━━━ Data provided ━━━

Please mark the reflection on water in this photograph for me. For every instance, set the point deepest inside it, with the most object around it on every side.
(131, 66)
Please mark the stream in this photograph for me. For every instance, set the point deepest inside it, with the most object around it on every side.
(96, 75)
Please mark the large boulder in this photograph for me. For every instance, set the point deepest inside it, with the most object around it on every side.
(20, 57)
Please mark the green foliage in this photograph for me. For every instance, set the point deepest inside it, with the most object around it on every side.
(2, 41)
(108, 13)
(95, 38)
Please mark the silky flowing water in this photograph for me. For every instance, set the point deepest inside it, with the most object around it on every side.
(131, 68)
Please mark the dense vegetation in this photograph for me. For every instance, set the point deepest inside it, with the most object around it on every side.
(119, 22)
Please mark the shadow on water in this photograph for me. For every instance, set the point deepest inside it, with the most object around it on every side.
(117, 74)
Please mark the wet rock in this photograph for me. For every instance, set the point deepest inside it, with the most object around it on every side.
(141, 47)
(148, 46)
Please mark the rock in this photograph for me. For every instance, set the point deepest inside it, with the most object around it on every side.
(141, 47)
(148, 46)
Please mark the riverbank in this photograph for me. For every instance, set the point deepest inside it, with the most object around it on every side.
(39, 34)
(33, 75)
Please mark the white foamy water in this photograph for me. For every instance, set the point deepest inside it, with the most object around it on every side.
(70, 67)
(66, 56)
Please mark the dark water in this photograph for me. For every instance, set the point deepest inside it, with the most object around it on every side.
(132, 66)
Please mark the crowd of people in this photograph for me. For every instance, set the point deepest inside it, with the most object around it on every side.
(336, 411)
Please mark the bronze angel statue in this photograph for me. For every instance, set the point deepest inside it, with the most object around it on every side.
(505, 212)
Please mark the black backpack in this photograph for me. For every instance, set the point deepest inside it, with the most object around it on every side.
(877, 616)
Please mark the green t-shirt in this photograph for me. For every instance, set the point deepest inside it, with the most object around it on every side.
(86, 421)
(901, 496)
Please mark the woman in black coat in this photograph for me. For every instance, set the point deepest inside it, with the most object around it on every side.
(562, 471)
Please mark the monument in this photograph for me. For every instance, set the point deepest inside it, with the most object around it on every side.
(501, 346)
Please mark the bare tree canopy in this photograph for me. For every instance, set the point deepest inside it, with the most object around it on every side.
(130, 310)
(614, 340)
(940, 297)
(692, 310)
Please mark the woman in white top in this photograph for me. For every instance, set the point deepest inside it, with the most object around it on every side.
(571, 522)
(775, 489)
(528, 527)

━━━

### What you have to do
Restate every record exactly, leaving nothing out.

### Finished exercise
Please mark the reflection on water in this photograph for me. For every instance, set the point deepest inside it, with the most object around it on every side.
(131, 66)
Please mark the stream in this photograph for me. For every instance, set the point deepest inside it, with the most object around it on every side.
(96, 75)
Please mark the large boulder in this photograph for me. For every instance, set the point deepest inside it, with the most object around it on every side.
(20, 57)
Please mark the green foliage in this photograph for me. For every instance, set the point deepest inside it, with the most object around it on every side.
(2, 41)
(108, 13)
(95, 38)
Please mark the silky flowing water in this photograph for me. For every instance, set the point deepest inside it, with the most object around it on every side.
(131, 68)
Please mark the dense vegetation in this photograph for me. For every instance, set the point deepest inside it, with the most object around it on every side.
(119, 22)
Please mark the shadow on water in this photograph for me. For every instance, set the point deepest inside it, with the most object around it on every side.
(117, 74)
Please mark the wet rock in this photograph for me. For every instance, set the point deepest inside it, with the most object around it on every side.
(141, 47)
(148, 46)
Please mark the rock in this photograph for me. For every instance, set the point deepest inside it, with the most object around it on every side.
(141, 47)
(148, 46)
Please mark the riverbank in this photograph for me. For every instance, set the point deepest inside it, with the most object around it on every side.
(39, 34)
(33, 75)
Please mark the white foamy water in this photograph for me. For every instance, set the point deepest inside it, with the most object around it on every side.
(70, 67)
(66, 56)
Please mark the dark water in this photograph for me. For every instance, set the point deepest inside it, with the most object around it on every side.
(132, 66)
Please mark the crowd of people in this photograph for me. For every instance, set the point deepest inside it, with the most object around it on every side.
(336, 411)
Please mark the bronze angel statue in this photograph for me. For every instance, set the point deepest inside it, with the most object around it on every side.
(505, 212)
Please mark the black backpack in this photograph for me. For every instance, set the point deepest inside it, with the most object around it on every side.
(877, 616)
Please mark the green t-shirt in this photograph for me. For every instance, set the point deepest inside it, with the most object around it on every side.
(86, 421)
(901, 496)
Please mark the woman in black coat in this photograph for me. For every instance, set the point deepest inside it, with the most object around it on every side.
(562, 471)
Please mark the monument in this photograph for me. For every instance, set the point deepest inside it, with the most object around it on every side.
(501, 346)
Please mark the bare tree canopy in this photograph for me. For every instance, set the point deepest inside it, with the most object around it on every side.
(130, 310)
(614, 340)
(940, 297)
(692, 310)
Please mark the woman in white top in this photograph for me. For every instance, set the point deepest inside it, with the most object around it on every side.
(571, 522)
(775, 489)
(528, 527)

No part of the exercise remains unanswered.